• **To be done**: Begin with the line that contains "Please indicate the tree" and transcribe each line after it, up to and including the last line of the listing below.

[start Input]

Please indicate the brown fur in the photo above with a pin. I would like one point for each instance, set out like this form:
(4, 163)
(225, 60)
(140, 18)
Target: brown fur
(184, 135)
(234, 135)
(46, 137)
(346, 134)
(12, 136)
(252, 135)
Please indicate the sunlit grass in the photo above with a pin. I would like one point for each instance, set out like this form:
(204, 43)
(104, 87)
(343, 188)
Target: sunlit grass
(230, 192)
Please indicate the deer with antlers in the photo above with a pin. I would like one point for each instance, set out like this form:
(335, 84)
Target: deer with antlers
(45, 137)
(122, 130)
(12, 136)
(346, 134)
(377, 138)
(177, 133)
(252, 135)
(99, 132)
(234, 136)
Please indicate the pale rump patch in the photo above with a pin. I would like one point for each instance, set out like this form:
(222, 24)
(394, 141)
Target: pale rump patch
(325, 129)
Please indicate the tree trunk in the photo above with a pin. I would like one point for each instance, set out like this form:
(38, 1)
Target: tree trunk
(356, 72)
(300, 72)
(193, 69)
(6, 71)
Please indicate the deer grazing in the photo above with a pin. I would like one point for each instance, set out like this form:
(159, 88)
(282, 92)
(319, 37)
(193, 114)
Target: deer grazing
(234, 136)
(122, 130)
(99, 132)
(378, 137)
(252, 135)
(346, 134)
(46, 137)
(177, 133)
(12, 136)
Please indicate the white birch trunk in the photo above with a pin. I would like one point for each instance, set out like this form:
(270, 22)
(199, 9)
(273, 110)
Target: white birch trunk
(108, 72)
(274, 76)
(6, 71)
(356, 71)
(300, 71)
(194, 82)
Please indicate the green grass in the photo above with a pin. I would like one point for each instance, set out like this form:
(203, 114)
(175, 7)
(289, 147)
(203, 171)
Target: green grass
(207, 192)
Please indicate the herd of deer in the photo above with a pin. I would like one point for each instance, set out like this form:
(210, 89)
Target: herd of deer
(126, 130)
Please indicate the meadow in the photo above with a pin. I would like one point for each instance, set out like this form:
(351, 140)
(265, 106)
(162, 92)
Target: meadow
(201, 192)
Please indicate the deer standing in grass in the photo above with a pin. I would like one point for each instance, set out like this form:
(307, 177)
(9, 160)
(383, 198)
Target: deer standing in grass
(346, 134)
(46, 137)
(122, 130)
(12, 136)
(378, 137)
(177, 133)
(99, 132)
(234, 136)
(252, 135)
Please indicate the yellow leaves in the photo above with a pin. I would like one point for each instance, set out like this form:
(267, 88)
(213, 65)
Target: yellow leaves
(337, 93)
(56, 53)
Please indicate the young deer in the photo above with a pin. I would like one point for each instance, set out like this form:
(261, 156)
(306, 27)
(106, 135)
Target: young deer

[end Input]

• **Exercise response**:
Please indicate the tree trunk in the photo above with a pin. I would like one point for each instance, set out like this form:
(38, 1)
Target: tree trunk
(356, 72)
(300, 72)
(193, 69)
(6, 71)
Please indicate the deer grazing in the photo above with a pin. I would like one point for each instance, set out like this form:
(159, 88)
(282, 92)
(319, 37)
(193, 114)
Target: deer grazing
(234, 136)
(122, 130)
(99, 132)
(378, 137)
(252, 135)
(346, 134)
(46, 137)
(177, 133)
(12, 136)
Please indicate the white birch trunk in the photo above with a pin. I would like one point for each instance, set out like this form:
(270, 22)
(199, 9)
(273, 110)
Target: white birch trunk
(108, 72)
(274, 76)
(6, 71)
(356, 71)
(300, 71)
(194, 82)
Please indicate the green grass in the photo above with a pin. I would like one point for each instance, set out like this form:
(203, 114)
(175, 7)
(289, 147)
(203, 171)
Target: green grass
(207, 192)
Please indicate the herd of deer in the photo above with a pin. I would like one point for each instance, set out like this form:
(210, 89)
Target: herd of deer
(126, 130)
Please indicate the meadow in the photo above with a pin. I would like one point for each instance, set out like this form:
(351, 140)
(265, 106)
(162, 92)
Target: meadow
(201, 192)
Please indicate the deer standing in grass in the photo above with a pin. I would like one point for each instance, set out like this form:
(307, 177)
(9, 160)
(383, 198)
Target: deer standing in grass
(346, 134)
(46, 137)
(122, 130)
(12, 136)
(378, 137)
(177, 133)
(99, 132)
(234, 136)
(252, 135)
Please indicate the yellow leaves in the photo above with a pin. I would like one point for each instance, set out like this form:
(267, 88)
(213, 65)
Target: yellow leaves
(337, 93)
(56, 53)
Please indicate the young deer in the photo above with a pin. I would like one point for each instance, set out like this form:
(261, 156)
(306, 27)
(106, 135)
Target: young deer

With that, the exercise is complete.